Written problem: Copy out the portion of the listing below that begins with the line containing "mark the region of every instance of the green" and ends with the line containing "358 349 L 363", with both of those lines included.

The input:
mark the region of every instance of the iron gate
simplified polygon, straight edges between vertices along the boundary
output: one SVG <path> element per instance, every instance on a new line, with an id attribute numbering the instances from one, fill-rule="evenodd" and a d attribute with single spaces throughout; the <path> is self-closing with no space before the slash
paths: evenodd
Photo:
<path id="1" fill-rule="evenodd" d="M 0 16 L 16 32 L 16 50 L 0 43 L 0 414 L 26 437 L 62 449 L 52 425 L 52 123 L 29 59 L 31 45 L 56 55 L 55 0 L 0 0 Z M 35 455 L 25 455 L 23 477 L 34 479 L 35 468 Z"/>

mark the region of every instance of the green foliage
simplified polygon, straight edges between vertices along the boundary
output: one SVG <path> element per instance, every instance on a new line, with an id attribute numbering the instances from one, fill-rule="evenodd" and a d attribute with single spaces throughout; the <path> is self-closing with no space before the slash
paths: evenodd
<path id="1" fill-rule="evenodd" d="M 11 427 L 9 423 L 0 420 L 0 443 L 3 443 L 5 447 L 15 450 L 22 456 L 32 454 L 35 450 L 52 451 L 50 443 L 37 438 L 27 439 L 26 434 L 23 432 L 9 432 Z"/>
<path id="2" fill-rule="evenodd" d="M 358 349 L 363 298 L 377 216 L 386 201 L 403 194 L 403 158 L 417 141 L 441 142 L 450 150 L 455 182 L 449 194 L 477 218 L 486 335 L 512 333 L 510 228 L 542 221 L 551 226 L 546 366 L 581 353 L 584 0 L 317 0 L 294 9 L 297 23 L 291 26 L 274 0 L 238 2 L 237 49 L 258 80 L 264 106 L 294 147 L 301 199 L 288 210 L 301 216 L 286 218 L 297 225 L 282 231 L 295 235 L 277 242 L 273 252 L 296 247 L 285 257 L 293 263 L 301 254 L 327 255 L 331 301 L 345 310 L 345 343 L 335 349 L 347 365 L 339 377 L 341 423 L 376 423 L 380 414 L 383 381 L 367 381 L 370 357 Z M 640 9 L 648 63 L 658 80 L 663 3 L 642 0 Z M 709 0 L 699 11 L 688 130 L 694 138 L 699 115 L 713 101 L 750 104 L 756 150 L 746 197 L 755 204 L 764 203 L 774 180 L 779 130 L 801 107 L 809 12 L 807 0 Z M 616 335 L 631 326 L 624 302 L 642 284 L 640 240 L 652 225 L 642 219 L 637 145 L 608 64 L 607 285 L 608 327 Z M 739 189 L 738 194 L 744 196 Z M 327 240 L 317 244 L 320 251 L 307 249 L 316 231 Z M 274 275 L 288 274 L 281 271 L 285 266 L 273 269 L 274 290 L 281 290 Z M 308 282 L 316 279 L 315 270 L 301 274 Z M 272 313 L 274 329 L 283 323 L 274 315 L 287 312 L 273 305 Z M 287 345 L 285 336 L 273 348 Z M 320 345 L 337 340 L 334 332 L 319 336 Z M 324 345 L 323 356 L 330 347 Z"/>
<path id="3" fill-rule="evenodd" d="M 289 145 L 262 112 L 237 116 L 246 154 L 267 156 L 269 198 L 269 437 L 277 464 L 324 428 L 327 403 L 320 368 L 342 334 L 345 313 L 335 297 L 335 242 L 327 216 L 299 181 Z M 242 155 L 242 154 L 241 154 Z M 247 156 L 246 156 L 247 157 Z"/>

Answer:
mark the region of every instance of the green foliage
simplified polygon, straight edges between vertices along the boundary
output: one SVG <path> element per instance, every instance on a new line, with an id attribute numbering the instances from one, fill-rule="evenodd" and a d attribute with single spaces throughout; the <path> is self-closing with no space before the slash
paths: evenodd
<path id="1" fill-rule="evenodd" d="M 11 427 L 9 423 L 0 420 L 0 443 L 3 443 L 5 447 L 15 450 L 22 456 L 32 454 L 35 450 L 52 451 L 50 443 L 37 438 L 27 439 L 26 434 L 23 432 L 9 432 Z"/>
<path id="2" fill-rule="evenodd" d="M 358 349 L 363 298 L 377 216 L 386 201 L 403 194 L 403 158 L 417 141 L 441 142 L 450 150 L 455 182 L 449 194 L 477 218 L 486 335 L 512 333 L 510 228 L 542 221 L 551 226 L 546 366 L 581 353 L 584 0 L 317 0 L 294 9 L 297 23 L 291 26 L 274 0 L 238 2 L 237 49 L 258 80 L 264 106 L 294 147 L 301 199 L 288 210 L 301 216 L 286 218 L 297 225 L 282 231 L 295 235 L 277 242 L 273 252 L 296 247 L 285 257 L 293 263 L 301 254 L 327 255 L 331 301 L 345 310 L 345 343 L 335 349 L 347 365 L 339 377 L 341 423 L 376 423 L 380 414 L 383 381 L 367 381 L 370 357 Z M 640 9 L 648 63 L 658 80 L 663 3 L 642 0 Z M 709 0 L 699 11 L 688 130 L 694 138 L 699 115 L 713 101 L 750 104 L 756 150 L 746 197 L 755 204 L 764 203 L 774 180 L 779 130 L 801 107 L 809 12 L 807 0 Z M 616 335 L 631 326 L 624 302 L 642 284 L 640 240 L 652 225 L 642 219 L 637 145 L 608 64 L 607 285 L 608 327 Z M 739 189 L 738 194 L 744 196 Z M 327 240 L 317 244 L 320 251 L 307 249 L 316 231 Z M 274 275 L 288 274 L 281 271 L 285 266 L 273 269 L 274 290 L 281 290 Z M 308 282 L 316 279 L 315 270 L 301 274 Z M 272 313 L 274 329 L 283 323 L 274 315 L 287 312 L 273 305 Z M 287 345 L 285 336 L 273 348 Z M 320 345 L 337 340 L 334 332 L 319 336 Z M 324 345 L 323 356 L 330 347 Z"/>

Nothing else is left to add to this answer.